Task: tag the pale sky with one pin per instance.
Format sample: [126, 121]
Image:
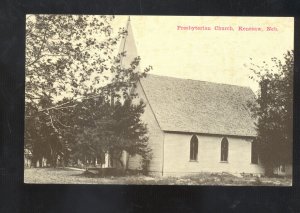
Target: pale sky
[208, 55]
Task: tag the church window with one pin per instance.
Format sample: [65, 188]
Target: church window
[254, 154]
[224, 149]
[194, 148]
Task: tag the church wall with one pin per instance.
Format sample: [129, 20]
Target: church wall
[155, 139]
[177, 155]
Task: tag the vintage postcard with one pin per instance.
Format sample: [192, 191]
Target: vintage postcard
[165, 100]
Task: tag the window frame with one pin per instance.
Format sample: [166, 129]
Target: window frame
[194, 146]
[224, 158]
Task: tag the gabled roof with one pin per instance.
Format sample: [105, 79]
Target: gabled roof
[184, 105]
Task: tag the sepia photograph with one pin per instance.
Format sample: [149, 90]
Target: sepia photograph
[158, 100]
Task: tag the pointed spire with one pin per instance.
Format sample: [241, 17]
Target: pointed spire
[128, 46]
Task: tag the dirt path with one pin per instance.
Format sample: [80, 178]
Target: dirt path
[68, 176]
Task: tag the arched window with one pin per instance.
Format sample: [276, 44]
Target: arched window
[224, 149]
[194, 148]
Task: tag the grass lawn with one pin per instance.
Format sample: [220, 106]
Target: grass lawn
[70, 176]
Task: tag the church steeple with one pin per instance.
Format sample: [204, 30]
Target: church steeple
[128, 46]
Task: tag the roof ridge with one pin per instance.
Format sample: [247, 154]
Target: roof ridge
[165, 76]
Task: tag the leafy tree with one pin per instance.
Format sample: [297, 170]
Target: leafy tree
[69, 63]
[274, 111]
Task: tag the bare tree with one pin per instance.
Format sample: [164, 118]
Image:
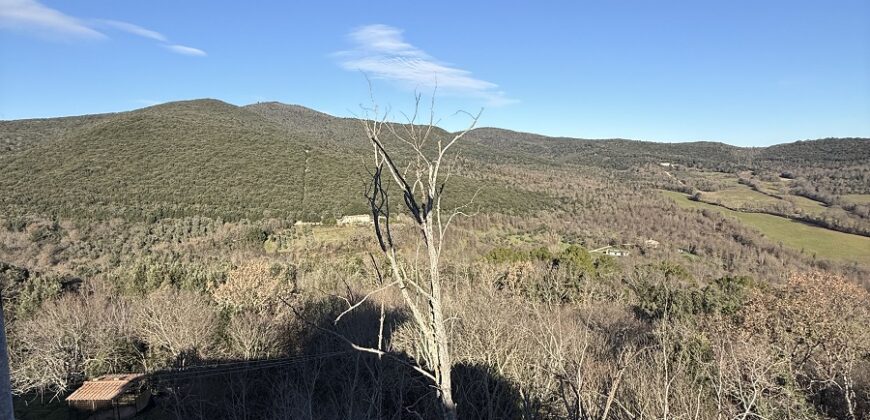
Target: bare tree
[418, 274]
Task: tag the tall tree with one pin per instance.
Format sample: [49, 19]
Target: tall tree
[420, 182]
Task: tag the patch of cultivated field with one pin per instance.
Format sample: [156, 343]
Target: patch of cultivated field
[739, 196]
[807, 205]
[857, 198]
[824, 243]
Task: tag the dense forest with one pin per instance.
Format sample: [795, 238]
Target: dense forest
[199, 242]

....................

_DIRECTIONS FOR THIS TASK_
Set down the entire material verbatim, with each picture left out.

_THE COMPLETED TASK_
Task: tag the pale sky with one pin per instance.
Format sample: [126, 121]
Image:
Target: pale sky
[208, 55]
Task: tag the church window with one pin per instance.
Format sample: [65, 188]
Target: church window
[254, 154]
[224, 149]
[194, 148]
Task: tag the church wall with one pin per instance.
Format sample: [129, 20]
Target: church wall
[155, 139]
[177, 155]
Task: tag the vintage postcard with one pin per instance.
Format sample: [192, 191]
Target: vintage postcard
[165, 100]
Task: tag the window frame with one pin per instance.
Format sample: [166, 129]
Target: window frame
[194, 146]
[224, 158]
Task: tag the gabled roof with one pin per instance.
Format sample: [105, 79]
Target: gabled roof
[184, 105]
Task: tag the sepia photograph with one pin per instance.
Format sample: [149, 90]
Target: sepia photograph
[158, 100]
Task: tag the pointed spire with one pin per instance.
Format sample: [241, 17]
Target: pointed spire
[128, 46]
Task: tag the dirt path with one pin per instance.
Format sample: [80, 178]
Target: dirt path
[68, 176]
Task: tag the arched window with one pin per instance.
Format sample: [276, 44]
Target: arched window
[224, 149]
[194, 148]
Task: tag the grass lawn with one pin per instance.
Format sample: [220, 106]
Target: grass lawn
[70, 176]
Task: tag the church steeple with one pin per instance.
Format sample: [204, 30]
Target: church steeple
[128, 46]
Task: tag the roof ridge with one pin per instance.
Format sample: [247, 154]
Target: roof ridge
[165, 76]
Task: tag the leafy tree with one pin per instance.
Format sample: [297, 170]
Target: leafy tree
[69, 63]
[274, 111]
Task: tag the bare tree with one pin per instance.
Format sample: [164, 118]
Image:
Target: bare tree
[418, 274]
Task: tag the tall tree with one pin per instance.
Format sample: [49, 19]
Target: tall tree
[420, 182]
Task: tag the patch of cultivated field with one pin per instance.
Format sample: [156, 343]
Target: patch of cultivated field
[739, 196]
[807, 205]
[857, 198]
[824, 243]
Task: tag the dense forest with one pin per instance.
Format sample: [795, 238]
Target: dense forest
[199, 242]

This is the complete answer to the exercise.